◆ Kutipan Dokumen:
+ + + + + + +
Olahraga & Otomotif

“Samurai Sudah Dapat Tiket, Garuda Mau Nebeng Ngetes Sayap”

ist

Sumselterkini.co.id, – Ada pepatah bijak dari kampung yang bunyinya begini “Kalau mau tahu seberapa kuat jembatan, lewati saat hujan badai, bukan saat matahari cerah,” Nah, kurang lebih begitulah suasana hati Timnas Indonesia jelang laga lawan Jepang di Stadion Panasonic Suita, Osaka.

Jepang, si pemilik jembatan megah, sudah duluan melenggang ke Piala Dunia 2026. Tiketnya sudah diselipkan di dompet sebelah kiri, yang kanan isinya pengalaman dan teknik kelas dunia. Sementara Garuda, meski belum bisa terbang sampai Amerika, Meksiko, atau Kanada, tapi sudah lolos ke babak ke empat. Bahasa gampangnya belum bisa pesta, tapi udah dapet undangan ke ruang tunggu.
+ + + + + + +
◆ Baris Data:
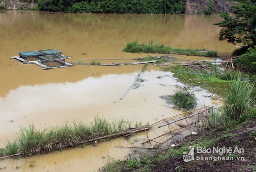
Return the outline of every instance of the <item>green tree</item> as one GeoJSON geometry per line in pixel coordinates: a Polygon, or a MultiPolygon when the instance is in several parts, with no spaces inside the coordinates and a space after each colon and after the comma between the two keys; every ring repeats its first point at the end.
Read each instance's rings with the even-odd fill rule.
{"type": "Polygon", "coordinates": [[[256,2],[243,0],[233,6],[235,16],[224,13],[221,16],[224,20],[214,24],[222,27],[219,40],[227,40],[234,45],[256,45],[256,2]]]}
+ + + + + + +
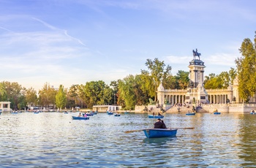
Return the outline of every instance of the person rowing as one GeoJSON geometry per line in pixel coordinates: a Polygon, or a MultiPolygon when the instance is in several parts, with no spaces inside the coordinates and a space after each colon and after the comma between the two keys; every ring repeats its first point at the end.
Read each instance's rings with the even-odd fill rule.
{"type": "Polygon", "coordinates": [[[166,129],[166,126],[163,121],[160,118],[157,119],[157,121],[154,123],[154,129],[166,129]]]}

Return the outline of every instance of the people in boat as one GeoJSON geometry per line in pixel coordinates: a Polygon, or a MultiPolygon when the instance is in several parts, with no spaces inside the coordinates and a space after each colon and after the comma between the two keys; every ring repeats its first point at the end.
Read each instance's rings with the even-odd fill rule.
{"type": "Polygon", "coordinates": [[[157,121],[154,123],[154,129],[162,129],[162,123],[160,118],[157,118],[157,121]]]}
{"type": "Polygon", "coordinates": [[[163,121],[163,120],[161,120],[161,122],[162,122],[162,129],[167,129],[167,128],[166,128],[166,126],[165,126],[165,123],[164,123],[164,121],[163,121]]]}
+ + + + + + +
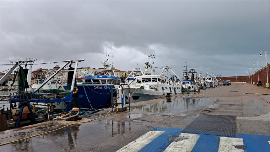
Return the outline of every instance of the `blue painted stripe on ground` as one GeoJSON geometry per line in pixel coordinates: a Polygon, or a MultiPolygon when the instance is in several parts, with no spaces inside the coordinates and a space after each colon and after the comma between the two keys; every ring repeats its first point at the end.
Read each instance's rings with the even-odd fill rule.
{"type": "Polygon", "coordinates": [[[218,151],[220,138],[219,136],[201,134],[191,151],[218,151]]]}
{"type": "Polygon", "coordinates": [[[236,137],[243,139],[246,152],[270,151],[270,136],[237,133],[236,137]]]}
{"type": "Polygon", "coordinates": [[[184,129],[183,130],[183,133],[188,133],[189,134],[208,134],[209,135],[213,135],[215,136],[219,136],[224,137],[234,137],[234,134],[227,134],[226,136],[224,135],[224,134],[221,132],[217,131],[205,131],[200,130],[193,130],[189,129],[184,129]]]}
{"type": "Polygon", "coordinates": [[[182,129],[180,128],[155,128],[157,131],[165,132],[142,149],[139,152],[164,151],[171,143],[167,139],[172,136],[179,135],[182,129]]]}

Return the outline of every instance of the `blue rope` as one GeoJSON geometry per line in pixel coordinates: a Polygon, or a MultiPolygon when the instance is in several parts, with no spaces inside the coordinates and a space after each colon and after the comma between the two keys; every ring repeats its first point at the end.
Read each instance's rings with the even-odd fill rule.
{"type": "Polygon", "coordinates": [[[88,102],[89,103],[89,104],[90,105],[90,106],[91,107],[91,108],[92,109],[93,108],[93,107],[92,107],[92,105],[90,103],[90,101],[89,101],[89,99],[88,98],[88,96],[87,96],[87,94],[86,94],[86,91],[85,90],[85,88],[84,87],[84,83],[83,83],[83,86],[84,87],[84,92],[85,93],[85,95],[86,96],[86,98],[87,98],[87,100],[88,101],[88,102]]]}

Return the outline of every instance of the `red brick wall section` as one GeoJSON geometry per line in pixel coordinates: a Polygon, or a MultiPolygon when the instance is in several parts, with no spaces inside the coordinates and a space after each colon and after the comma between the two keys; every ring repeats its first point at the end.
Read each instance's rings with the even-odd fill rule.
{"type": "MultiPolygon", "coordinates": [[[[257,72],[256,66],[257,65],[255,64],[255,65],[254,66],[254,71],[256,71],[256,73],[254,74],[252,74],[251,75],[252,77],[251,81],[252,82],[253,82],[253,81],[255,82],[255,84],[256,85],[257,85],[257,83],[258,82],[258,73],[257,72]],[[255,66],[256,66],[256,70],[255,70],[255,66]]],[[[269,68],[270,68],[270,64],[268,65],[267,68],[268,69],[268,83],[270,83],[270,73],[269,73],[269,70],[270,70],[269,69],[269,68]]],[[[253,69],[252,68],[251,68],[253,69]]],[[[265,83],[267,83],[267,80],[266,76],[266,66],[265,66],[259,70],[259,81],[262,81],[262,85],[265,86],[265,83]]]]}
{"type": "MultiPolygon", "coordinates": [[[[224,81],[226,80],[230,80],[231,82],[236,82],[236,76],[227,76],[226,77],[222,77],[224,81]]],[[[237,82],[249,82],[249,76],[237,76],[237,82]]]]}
+ + + + + + +
◆ Ketentuan Tugas 1:
Ringkaslah teks tentang laga Timnas Indonesia melawan Jepang dalam dua kalimat.
◆ Ketentuan Tugas 2:
Lanjutkan teks tentang laga Timnas Indonesia melawan Jepang, dimulai tepat setelah kalimat terakhirnya.

◆ Jawaban Latihan 1:
Suasana hati Timnas Indonesia menjelang laga melawan Jepang di Stadion Panasonic Suita, Osaka, diibaratkan dengan pepatah kampung bahwa kekuatan jembatan diuji saat hujan badai, bukan saat matahari cerah. Jepang sudah lebih dulu lolos ke Piala Dunia 2026, sedangkan Indonesia belum lolos tetapi sudah melaju ke babak keempat.

◆ Jawaban Latihan 2:
Skuad Garuda kita ini datang ke Osaka bukan buat main ke Dotonbori atau jajan takoyaki, mereka datang buat ngetes seberapa tajam cakar dan lentur sayapnya. Patrick Kluivert, pelatih asal Belanda yang gaya bicaranya kalem tapi pikirannya setajam silet dapur emak-emak, tahu betul bahwa Jepang bukan lawan yang bisa dianggap remeh. Ini bukan tim yang bisa diajak main hompimpa atau adu suit batu-gunting-kertas. Ini tim yang kalau main, bisa bikin bola terasa seperti peluru kendali.

Tapi tenang dulu, jangan langsung pesimis. Kata Kluivert, “Kami datang dengan rasa percaya diri tinggi”. Nah, itu penting, karena dalam hidup ini, kadang yang bikin sukses bukan cuma latihan dan strategi, tapi juga percaya diri. Sama kayak orang nembak gebetan kalau udah minder duluan, baru ngucap hai aja bisa gugup sampe lupa nama sendiri.

Soal rotasi pemain, Kluivert masih jual mahal. Katanya, Kita lihat besok, bahasa diplomatis ini biasanya bisa berarti dua hal pertama, dia memang belum mutusin, kedua, dia udah mutusin tapi gak mau bocorin karena takut strategi dicuri sama intel Jepang yang menyamar jadi pembersih stadion.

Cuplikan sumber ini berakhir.